■ PROBLEM DESCRIPTION ■
Please repeat the records below exactly, from the first line through the line containing "(1447, 516)", and nothing more.
== Segment start ==
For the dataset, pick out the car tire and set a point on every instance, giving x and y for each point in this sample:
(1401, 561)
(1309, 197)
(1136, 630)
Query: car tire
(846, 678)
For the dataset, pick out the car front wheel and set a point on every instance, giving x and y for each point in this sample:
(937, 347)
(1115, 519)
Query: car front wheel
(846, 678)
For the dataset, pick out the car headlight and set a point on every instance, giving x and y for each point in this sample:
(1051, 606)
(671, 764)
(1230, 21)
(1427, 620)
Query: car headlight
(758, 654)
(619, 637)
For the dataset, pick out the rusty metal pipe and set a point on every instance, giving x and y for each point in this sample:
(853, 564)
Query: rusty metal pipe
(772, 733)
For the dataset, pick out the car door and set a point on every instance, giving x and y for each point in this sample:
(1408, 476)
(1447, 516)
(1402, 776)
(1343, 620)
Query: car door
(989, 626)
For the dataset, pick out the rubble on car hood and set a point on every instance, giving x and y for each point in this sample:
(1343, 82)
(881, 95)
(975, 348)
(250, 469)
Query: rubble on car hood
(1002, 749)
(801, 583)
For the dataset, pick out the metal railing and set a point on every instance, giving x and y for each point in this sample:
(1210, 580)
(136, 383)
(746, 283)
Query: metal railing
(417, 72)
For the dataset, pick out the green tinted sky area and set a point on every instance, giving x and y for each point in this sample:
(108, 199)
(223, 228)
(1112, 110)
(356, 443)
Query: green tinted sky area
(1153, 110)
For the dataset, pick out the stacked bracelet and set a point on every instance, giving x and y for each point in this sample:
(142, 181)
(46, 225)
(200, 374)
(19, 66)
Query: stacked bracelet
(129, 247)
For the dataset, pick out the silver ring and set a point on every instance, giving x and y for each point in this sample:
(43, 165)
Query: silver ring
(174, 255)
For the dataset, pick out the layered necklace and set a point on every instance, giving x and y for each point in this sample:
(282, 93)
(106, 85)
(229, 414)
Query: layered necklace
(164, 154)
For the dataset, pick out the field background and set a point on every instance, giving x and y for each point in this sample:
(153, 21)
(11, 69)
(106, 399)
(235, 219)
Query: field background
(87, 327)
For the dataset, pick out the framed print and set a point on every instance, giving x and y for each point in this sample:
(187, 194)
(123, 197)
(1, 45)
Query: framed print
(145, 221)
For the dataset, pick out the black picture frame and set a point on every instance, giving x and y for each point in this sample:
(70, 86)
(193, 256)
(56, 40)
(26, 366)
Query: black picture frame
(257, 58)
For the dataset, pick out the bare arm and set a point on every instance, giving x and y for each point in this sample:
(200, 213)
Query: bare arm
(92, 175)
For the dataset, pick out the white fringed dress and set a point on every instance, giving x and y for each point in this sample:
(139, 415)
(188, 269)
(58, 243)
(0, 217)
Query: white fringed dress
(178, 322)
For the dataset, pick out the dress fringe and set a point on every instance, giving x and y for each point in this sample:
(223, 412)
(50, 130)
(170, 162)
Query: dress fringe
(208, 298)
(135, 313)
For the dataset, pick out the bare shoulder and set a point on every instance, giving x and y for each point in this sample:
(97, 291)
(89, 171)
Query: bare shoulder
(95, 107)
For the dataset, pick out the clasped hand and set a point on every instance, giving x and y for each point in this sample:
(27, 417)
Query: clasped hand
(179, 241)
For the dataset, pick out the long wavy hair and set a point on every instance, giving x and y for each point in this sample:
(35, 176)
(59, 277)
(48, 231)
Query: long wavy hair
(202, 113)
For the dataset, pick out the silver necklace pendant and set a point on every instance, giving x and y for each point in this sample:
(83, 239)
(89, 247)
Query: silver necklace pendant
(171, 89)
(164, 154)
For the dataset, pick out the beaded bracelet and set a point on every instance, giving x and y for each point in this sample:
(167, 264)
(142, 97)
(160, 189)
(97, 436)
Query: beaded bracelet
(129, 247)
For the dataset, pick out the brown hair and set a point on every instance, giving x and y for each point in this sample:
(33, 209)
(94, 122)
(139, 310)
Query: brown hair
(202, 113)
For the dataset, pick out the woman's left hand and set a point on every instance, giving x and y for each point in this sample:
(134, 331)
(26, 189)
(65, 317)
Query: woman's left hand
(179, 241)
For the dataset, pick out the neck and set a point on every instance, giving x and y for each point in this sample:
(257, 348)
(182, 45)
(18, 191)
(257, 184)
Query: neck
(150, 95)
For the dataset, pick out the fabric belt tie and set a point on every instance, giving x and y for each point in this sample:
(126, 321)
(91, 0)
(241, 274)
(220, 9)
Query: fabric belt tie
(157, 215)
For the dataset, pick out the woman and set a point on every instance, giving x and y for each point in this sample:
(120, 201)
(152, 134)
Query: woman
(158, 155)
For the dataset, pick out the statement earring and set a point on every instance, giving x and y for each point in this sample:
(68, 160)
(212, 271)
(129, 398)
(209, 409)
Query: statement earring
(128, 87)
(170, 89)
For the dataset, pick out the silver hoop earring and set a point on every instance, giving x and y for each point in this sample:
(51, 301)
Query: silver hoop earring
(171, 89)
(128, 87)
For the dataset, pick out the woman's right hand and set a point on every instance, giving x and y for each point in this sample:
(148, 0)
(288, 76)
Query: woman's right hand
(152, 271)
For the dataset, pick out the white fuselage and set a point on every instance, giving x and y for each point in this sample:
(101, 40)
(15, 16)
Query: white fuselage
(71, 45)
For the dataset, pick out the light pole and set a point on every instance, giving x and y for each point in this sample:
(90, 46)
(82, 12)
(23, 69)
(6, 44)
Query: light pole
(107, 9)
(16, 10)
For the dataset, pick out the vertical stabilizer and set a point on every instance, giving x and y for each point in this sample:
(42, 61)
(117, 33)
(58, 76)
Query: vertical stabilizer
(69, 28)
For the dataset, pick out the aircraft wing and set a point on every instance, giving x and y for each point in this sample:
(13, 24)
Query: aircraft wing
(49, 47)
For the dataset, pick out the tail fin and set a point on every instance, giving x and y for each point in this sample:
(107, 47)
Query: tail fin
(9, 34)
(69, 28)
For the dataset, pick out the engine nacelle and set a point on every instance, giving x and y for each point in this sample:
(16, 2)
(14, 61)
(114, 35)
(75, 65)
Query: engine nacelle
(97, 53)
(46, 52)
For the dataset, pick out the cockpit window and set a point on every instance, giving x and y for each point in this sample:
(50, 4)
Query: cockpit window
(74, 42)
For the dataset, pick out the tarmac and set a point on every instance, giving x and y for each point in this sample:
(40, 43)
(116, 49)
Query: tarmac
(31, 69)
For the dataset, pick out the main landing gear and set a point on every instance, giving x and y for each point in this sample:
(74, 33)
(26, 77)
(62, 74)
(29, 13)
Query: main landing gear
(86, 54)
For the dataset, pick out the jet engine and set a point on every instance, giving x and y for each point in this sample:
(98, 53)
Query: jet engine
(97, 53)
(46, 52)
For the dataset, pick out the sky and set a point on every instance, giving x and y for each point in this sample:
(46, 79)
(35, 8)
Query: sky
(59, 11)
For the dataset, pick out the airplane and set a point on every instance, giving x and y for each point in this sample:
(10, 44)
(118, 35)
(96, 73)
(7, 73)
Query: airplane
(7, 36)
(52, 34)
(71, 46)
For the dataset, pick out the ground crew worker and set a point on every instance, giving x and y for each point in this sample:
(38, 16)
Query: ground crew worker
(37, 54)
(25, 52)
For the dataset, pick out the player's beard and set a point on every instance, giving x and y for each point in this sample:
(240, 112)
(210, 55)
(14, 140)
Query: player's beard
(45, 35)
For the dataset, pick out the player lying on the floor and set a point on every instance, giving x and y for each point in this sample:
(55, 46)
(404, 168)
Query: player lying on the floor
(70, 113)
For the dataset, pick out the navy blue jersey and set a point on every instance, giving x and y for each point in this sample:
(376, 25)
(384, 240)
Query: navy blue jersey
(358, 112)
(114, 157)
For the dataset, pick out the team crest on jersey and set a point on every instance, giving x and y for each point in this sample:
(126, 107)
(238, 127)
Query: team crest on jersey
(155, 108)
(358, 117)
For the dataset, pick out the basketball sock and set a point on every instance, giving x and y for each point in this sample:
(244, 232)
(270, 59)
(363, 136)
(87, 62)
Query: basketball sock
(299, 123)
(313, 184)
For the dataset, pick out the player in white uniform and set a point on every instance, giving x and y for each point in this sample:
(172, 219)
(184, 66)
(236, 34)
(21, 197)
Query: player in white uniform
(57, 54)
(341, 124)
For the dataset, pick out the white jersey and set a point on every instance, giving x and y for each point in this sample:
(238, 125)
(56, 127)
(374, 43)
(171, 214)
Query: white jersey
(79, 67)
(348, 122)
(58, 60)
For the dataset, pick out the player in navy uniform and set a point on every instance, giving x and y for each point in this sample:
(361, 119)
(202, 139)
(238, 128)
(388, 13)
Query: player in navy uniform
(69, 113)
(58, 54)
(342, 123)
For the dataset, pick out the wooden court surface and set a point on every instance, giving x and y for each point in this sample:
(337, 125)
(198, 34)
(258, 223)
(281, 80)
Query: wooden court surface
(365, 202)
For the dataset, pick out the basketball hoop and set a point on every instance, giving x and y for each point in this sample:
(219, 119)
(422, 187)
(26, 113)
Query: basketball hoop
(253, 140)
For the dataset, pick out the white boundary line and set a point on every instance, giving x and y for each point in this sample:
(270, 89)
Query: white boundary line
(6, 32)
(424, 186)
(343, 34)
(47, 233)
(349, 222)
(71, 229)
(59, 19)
== Segment end ==
■ EXERCISE SOLUTION ■
For the dataset, pick out the car tire and set a point on every instance, giving x and y for each point in this sample:
(1401, 561)
(1309, 197)
(1136, 630)
Query: car tire
(846, 678)
For the dataset, pick out the car front wheel and set a point on every instance, giving x and y for each point in this sample:
(937, 347)
(1115, 519)
Query: car front wheel
(846, 678)
For the dataset, pick out the car headlight and set a point on every instance, giving x and y for each point in this sample:
(1051, 606)
(671, 764)
(1230, 21)
(1427, 620)
Query: car headlight
(758, 654)
(619, 637)
For the dataset, pick out the rusty metal pipe and set a point on every instance, giving x and y for each point in this sample:
(853, 564)
Query: rusty metal pipe
(772, 733)
For the dataset, pick out the car door and set a point on every instance, giving x and y for each point in this sample:
(1408, 476)
(1447, 516)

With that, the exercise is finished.